— start of Task inputs —
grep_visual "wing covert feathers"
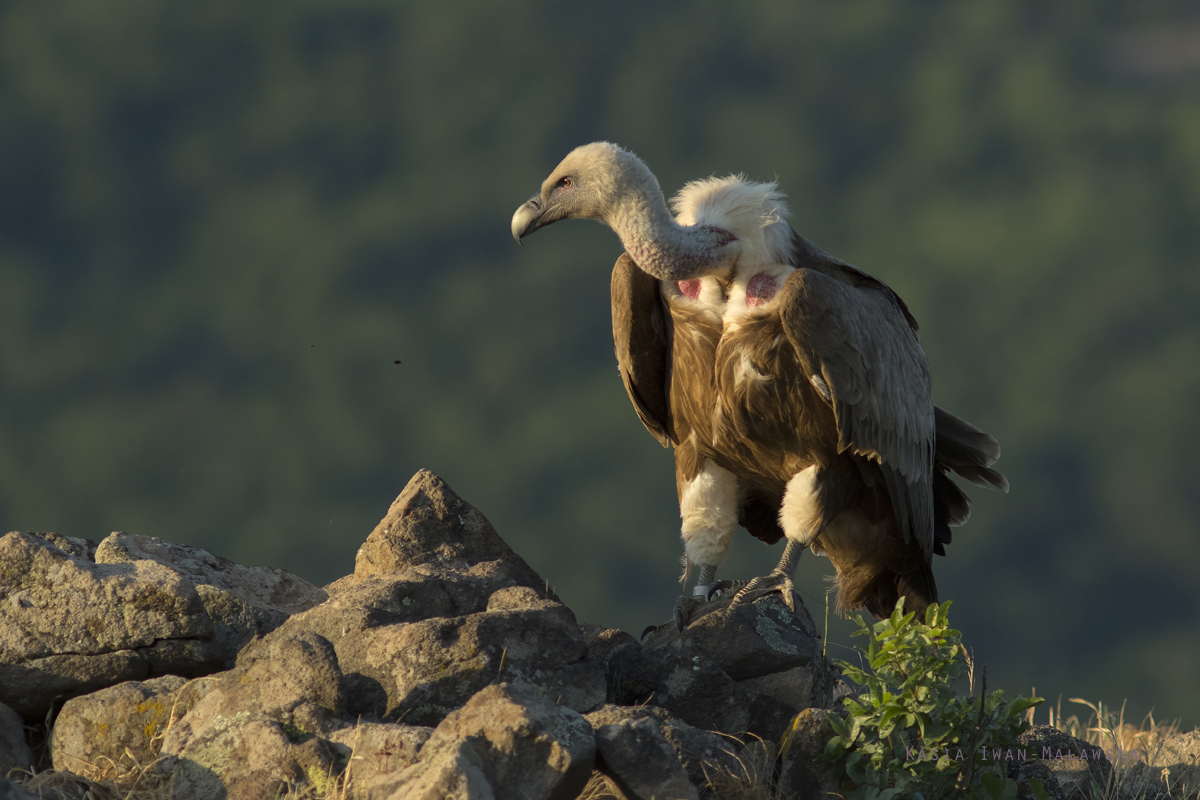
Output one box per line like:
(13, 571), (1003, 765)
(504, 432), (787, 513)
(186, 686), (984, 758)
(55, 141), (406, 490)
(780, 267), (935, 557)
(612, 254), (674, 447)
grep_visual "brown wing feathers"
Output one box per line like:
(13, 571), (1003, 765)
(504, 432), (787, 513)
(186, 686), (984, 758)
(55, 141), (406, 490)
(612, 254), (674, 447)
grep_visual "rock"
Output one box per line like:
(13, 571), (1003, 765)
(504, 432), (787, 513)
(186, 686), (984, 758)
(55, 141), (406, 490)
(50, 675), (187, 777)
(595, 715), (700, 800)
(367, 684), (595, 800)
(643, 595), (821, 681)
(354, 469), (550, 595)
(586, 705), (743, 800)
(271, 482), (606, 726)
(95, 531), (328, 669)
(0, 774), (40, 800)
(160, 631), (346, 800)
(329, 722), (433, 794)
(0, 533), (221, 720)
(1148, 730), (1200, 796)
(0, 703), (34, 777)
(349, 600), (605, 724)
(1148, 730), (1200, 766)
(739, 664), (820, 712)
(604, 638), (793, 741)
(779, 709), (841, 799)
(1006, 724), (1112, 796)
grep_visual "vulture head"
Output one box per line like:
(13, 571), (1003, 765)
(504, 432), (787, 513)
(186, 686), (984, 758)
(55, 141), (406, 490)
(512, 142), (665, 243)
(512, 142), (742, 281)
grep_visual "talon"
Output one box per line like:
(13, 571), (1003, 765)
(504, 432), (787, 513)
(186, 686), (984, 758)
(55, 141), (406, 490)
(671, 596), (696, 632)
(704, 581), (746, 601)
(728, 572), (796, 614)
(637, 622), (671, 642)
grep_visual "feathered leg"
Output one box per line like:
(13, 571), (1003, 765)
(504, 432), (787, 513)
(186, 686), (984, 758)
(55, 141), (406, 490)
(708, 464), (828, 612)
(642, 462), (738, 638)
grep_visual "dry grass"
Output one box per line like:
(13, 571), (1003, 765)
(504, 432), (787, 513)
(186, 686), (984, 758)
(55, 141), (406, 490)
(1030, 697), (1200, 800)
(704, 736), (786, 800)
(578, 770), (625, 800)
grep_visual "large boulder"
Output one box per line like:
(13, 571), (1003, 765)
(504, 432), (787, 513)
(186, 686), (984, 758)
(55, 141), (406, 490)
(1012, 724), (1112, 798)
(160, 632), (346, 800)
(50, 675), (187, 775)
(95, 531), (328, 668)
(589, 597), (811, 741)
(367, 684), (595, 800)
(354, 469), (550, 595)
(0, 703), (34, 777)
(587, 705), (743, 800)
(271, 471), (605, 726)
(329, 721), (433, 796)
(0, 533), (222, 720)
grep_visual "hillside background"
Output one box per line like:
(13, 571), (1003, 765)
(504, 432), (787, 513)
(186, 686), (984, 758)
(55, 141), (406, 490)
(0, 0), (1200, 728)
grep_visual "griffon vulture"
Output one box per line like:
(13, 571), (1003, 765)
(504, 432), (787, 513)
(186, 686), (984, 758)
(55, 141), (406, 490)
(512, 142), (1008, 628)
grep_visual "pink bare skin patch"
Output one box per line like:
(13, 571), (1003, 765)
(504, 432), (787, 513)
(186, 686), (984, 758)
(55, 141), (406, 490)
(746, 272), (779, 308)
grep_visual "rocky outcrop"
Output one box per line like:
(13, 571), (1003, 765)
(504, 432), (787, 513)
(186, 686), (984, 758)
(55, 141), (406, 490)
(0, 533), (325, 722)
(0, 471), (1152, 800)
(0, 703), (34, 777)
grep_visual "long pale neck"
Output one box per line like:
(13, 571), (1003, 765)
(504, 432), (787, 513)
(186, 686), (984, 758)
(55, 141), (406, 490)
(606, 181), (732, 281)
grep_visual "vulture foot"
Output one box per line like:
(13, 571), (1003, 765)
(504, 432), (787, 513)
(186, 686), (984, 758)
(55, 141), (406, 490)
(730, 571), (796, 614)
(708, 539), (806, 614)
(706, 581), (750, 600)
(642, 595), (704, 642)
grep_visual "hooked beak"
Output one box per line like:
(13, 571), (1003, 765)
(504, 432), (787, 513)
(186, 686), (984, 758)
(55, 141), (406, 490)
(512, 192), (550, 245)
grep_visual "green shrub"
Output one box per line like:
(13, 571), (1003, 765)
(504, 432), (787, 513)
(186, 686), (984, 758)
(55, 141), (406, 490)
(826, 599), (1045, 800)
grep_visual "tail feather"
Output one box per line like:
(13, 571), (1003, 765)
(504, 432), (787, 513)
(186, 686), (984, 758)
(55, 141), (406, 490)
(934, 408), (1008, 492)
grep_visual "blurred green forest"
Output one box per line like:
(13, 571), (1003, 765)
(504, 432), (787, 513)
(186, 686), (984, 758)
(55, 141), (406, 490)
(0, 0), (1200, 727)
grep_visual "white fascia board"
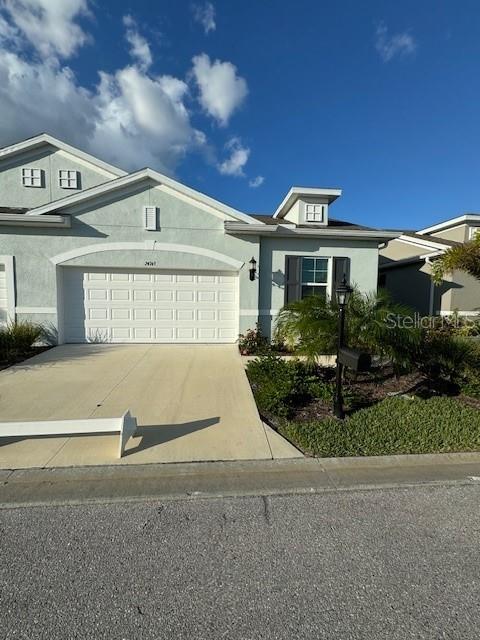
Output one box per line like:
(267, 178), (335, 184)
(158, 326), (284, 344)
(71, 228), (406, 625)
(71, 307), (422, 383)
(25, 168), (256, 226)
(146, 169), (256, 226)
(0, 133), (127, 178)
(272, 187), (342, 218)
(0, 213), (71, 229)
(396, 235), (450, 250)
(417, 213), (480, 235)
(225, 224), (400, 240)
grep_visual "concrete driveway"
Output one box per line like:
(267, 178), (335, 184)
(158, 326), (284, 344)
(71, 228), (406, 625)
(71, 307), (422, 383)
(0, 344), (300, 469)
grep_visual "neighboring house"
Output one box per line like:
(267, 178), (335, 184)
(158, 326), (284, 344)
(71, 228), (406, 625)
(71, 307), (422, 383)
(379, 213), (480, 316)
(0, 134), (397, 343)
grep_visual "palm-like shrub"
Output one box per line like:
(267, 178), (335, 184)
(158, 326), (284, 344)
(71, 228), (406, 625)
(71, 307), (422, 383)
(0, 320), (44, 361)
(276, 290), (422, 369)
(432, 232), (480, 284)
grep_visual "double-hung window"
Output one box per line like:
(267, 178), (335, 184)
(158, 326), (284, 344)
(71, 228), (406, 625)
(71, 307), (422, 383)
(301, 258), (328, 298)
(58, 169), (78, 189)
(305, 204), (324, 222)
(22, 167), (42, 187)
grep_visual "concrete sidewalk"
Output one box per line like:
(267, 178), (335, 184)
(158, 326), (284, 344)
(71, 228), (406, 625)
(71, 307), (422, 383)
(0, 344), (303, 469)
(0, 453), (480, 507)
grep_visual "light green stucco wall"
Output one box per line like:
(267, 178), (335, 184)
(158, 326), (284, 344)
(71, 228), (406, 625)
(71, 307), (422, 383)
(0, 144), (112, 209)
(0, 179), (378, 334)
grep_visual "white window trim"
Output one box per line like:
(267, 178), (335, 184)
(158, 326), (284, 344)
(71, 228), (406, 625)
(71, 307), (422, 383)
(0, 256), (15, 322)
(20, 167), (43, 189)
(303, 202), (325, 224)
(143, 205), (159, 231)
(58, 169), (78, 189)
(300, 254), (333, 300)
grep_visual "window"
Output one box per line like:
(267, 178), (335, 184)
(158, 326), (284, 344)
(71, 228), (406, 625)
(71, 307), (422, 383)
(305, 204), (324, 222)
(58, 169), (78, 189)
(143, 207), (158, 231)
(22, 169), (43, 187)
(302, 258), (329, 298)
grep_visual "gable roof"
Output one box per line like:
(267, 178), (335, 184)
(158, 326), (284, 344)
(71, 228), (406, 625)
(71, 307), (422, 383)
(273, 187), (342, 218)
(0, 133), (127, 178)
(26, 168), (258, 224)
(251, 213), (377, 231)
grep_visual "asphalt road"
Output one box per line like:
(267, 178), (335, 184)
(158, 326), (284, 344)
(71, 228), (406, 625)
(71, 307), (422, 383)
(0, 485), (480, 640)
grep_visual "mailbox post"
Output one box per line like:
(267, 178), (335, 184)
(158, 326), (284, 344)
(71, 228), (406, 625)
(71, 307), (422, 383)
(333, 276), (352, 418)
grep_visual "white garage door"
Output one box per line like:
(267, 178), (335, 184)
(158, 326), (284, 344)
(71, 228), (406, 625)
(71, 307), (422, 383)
— end of Task inputs —
> [Task to carry out]:
Count the lines in the records above that contain the word "white", and reply with only that number.

> [Solution to this exercise]:
3